Posted: Tue Aug 16, 2022 1:00 pm
by devc1
I see that Windows & Linux will not boot if they have not a basic display driver for the GPU, for a Windows VM you must run QEMU with virt-io GPU to work, otherwise windows will not boot. Is there any way windows has a driver that works on most NVIDIA/AMD/INTEL GPUs before the official driver is downloaded. Because windows & linux graphics are always fast without drivers (And it is acheived because they do not use GOP or VESA).
- Is there any specification to make drivers that work on most GPUs (I use SSE & AVX for some optimization but it does not the trick)
- Fancy effects require high performance graphics, or we will be stuck there for an hour

Re: High Performance Graphics Driver for most devices

Posted: Tue Aug 16, 2022 1:40 pm
by Octocontrabass
They use VBE and GOP. Failing to boot in QEMU means the firmware you're using in QEMU doesn't provide any usable video modes.

They also use cache control mechanisms like MTRRs or PAT to make the framebuffer write-combining.

Re: High Performance Graphics Driver for most devices

Posted: Tue Aug 16, 2022 2:44 pm
by devc1
I run my OS normally with Both VESA & GOP with almost any QEMU gpu, but Windows runs only when I specify virt-io GPU because it has its driver, otherwise it will be stuck on the loading screen (Not a black screen) Windows normally uses VESA or GOP at startup but then loads a display adapter or High Performance GPU Driver.

### Problems
[a] Output the part of the graphics driver thread between "Posted: Tue Aug 16, 2022 1:00" and "not the trick)", inclusive, word for word.
[b] In the entries, swap "Target" for "Object" in the lines from the one holding "Task: locate the thin" through the end of the entries, both ends included. Give back only those lines, with nothing else changed.
The forum thread and the entries are unrelated to each other.

### Input for this task
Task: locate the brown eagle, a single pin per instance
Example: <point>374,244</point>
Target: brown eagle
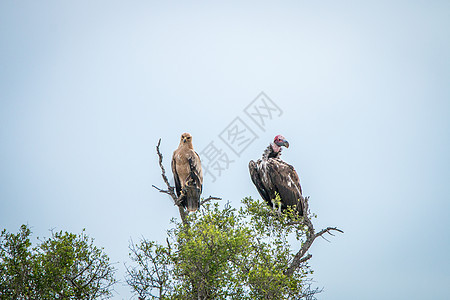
<point>273,176</point>
<point>187,173</point>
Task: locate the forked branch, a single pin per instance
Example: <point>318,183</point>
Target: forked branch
<point>301,256</point>
<point>171,190</point>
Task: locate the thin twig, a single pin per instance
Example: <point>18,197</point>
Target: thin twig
<point>209,199</point>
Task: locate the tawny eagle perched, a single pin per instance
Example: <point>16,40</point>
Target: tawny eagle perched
<point>273,176</point>
<point>187,172</point>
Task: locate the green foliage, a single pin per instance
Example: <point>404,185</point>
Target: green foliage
<point>65,266</point>
<point>222,254</point>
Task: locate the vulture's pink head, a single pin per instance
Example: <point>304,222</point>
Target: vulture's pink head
<point>278,142</point>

### Solutions per task
[a]
Posted: Tue Aug 16, 2022 1:00 pm
by devc1
I see that Windows & Linux will not boot if they have not a basic display driver for the GPU, for a Windows VM you must run QEMU with virt-io GPU to work, otherwise windows will not boot. Is there any way windows has a driver that works on most NVIDIA/AMD/INTEL GPUs before the official driver is downloaded. Because windows & linux graphics are always fast without drivers (And it is acheived because they do not use GOP or VESA).
- Is there any specification to make drivers that work on most GPUs (I use SSE & AVX for some optimization but it does not the trick)

[b]
Task: locate the thin twig, a single pin per instance
Example: <point>18,197</point>
Object: thin twig
<point>209,199</point>
Task: locate the tawny eagle perched, a single pin per instance
Example: <point>16,40</point>
Object: tawny eagle perched
<point>273,176</point>
<point>187,172</point>
Task: locate the green foliage, a single pin per instance
Example: <point>404,185</point>
Object: green foliage
<point>65,266</point>
<point>222,254</point>
Task: locate the vulture's pink head, a single pin per instance
Example: <point>304,222</point>
Object: vulture's pink head
<point>278,142</point>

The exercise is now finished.